_BRIEF_.
With the pictures left out, reproduce exactly the lines running from the line with "turquoise water in the photo above." to the last line of the material below.

## Begin EXERCISE MATERIALS

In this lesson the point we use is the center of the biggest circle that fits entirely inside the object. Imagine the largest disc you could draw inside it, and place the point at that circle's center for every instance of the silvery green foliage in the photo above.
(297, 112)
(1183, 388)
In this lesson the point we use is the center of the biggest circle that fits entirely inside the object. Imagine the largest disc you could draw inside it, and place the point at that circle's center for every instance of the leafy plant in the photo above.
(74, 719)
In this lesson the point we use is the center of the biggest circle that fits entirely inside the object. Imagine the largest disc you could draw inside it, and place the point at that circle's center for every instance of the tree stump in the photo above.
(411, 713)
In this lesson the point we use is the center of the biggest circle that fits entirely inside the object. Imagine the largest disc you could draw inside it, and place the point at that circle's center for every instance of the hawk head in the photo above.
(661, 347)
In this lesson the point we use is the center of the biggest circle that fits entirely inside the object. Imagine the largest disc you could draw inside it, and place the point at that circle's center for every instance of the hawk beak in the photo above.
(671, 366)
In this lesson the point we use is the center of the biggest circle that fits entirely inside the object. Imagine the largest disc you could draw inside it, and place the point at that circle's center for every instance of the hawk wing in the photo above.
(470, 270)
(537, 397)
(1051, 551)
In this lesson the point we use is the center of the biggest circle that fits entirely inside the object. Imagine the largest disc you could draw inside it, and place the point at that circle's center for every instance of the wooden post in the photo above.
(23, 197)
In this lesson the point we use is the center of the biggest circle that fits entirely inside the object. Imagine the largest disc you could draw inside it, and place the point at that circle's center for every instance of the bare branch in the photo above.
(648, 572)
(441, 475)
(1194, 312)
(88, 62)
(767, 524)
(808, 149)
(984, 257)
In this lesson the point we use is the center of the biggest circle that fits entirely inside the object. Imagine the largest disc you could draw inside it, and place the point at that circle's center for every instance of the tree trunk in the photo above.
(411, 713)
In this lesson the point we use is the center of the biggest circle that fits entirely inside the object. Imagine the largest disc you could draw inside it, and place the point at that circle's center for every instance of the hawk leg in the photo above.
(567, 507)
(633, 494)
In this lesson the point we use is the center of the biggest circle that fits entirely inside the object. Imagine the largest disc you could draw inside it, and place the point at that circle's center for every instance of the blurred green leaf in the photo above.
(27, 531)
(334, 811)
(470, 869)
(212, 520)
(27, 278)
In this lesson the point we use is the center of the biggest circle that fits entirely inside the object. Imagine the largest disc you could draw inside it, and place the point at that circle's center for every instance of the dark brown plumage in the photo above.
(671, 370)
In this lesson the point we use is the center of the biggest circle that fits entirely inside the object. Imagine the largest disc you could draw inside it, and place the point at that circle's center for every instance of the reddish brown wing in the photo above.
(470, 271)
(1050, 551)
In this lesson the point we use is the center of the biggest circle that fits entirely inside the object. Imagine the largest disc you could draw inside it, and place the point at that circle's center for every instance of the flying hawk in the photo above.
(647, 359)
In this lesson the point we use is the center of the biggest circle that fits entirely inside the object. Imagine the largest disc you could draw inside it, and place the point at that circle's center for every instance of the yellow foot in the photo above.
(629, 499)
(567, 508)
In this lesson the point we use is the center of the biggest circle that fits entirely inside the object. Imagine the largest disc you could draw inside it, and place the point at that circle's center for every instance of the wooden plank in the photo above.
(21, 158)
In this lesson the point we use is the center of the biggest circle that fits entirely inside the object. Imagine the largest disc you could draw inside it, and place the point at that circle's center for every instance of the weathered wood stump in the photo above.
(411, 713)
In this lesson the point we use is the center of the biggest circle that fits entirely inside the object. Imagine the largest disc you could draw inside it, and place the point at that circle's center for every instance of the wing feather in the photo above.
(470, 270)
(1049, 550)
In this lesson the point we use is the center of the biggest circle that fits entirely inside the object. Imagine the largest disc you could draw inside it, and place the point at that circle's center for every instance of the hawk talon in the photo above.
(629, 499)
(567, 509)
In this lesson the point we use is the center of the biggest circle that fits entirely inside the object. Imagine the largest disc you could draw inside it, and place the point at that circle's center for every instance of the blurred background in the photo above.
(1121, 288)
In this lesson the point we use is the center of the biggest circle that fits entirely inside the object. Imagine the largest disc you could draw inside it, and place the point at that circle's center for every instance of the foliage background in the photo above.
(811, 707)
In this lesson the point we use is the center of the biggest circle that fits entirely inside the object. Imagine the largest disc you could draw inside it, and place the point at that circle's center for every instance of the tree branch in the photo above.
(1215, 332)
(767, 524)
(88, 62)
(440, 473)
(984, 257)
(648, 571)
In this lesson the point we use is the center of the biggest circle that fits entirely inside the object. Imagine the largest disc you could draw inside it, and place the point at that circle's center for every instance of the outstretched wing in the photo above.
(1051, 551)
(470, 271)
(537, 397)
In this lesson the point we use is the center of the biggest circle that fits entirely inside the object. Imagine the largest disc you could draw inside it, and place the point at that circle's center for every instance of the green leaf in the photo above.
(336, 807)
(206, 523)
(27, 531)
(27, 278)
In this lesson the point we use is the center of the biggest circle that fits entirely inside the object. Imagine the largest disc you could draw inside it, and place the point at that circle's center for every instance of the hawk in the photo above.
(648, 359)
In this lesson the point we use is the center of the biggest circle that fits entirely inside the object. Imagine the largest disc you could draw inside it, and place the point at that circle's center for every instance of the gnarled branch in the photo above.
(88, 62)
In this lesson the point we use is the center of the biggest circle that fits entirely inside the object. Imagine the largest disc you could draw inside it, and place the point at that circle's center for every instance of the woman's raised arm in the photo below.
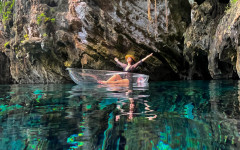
(120, 63)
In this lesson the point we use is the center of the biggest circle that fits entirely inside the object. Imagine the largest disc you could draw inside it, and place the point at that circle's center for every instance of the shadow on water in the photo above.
(162, 115)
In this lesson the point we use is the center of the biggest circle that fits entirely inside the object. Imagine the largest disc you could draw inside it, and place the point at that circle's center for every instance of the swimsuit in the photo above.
(130, 69)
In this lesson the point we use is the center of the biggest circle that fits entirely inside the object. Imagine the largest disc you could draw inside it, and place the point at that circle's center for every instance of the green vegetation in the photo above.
(26, 37)
(6, 10)
(6, 44)
(44, 34)
(231, 4)
(42, 18)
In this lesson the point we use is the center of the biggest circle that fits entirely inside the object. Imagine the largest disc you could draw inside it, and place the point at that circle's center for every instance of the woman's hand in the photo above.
(147, 57)
(150, 55)
(116, 59)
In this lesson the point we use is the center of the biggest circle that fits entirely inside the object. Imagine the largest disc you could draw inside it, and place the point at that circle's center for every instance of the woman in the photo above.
(129, 67)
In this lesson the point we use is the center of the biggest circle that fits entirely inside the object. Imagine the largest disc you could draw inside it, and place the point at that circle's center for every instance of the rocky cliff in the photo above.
(41, 38)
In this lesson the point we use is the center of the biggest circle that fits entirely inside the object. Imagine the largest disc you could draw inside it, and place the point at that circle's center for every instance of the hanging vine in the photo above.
(155, 14)
(166, 11)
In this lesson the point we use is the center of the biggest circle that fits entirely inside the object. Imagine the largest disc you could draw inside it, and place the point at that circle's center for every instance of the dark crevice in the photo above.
(52, 4)
(224, 1)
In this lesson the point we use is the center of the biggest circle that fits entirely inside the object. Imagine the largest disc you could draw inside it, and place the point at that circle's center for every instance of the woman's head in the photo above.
(130, 59)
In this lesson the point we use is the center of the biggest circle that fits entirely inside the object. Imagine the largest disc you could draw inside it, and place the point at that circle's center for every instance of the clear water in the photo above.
(165, 115)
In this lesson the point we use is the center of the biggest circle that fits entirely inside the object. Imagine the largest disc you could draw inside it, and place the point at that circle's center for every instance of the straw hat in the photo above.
(131, 56)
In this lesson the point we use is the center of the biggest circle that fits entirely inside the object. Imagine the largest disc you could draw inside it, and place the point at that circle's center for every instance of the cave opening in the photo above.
(199, 2)
(224, 1)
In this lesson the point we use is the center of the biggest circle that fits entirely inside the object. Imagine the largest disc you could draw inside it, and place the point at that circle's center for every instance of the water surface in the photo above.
(164, 115)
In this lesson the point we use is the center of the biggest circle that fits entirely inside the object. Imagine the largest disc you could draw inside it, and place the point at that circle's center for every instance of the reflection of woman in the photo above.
(129, 67)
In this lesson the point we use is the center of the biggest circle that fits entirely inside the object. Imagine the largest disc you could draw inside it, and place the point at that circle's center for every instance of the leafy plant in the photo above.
(44, 34)
(6, 44)
(26, 37)
(6, 10)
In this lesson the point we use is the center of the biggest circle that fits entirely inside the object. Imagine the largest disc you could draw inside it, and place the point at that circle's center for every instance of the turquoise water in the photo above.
(177, 115)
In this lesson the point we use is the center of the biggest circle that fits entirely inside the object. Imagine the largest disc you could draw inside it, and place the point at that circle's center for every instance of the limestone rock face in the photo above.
(210, 45)
(40, 38)
(5, 76)
(47, 36)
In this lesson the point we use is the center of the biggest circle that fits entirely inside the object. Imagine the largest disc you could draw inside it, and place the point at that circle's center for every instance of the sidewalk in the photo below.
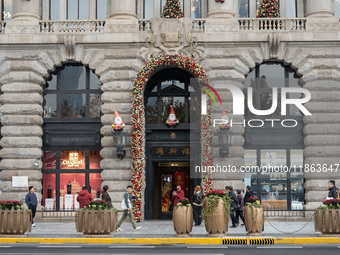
(158, 229)
(162, 233)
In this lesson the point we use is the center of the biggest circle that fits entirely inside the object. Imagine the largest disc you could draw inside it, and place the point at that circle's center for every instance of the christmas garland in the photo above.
(138, 122)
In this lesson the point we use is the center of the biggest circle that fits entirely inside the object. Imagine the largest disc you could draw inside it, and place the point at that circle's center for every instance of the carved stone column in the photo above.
(21, 121)
(221, 10)
(319, 9)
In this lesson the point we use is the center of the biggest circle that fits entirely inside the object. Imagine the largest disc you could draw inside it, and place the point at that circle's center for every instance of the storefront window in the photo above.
(101, 9)
(196, 11)
(64, 175)
(72, 93)
(7, 10)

## End EXERCISE MATERIALS

_TASK OUTPUT_.
In this lesson the point we use is the center of the biggest circle that fits entirely inside the object. Imagine the largest disc you could draw inside it, and place the point at that circle's center for every instance of the turquoise water in the photo above.
(177, 115)
In this lesson the point we use is the center of the biggest circle that fits entirely inside the object. Imagine the largest disc you could draw inside it, and place the point at that circle's center for every instance of the limestone rock face in the photo above.
(210, 45)
(40, 38)
(5, 76)
(47, 36)
In this lesson the point we use is the center of the biggest circle that fits entirely inside the object. Imagine the largest disc you could draw inside it, and place the point at that circle's center for every instance of the sidewalk in the photo below.
(158, 229)
(162, 233)
In this lesson the point we use is the center of the biggest circle that fits entirely inside the object. Imagine the largest disc you could draw inside it, and place the point at that circle's center for every instance of the christmas garland in the photo above.
(138, 122)
In this lesson the point we use is the center of the biggest circle that fits entirely inside the object. Imagine the largest disc you could draw inside it, and place the point at that circle's center for every instance of the carved stone column in the photo above.
(21, 121)
(221, 10)
(319, 9)
In this lesson the point we use is the center of the biggest circle that fits entirely inside the object. Imagine the largest disc you could draw inside it, and place the point at that circle's center for every instance of the storefront window in the photo above.
(101, 9)
(196, 11)
(64, 175)
(72, 93)
(7, 10)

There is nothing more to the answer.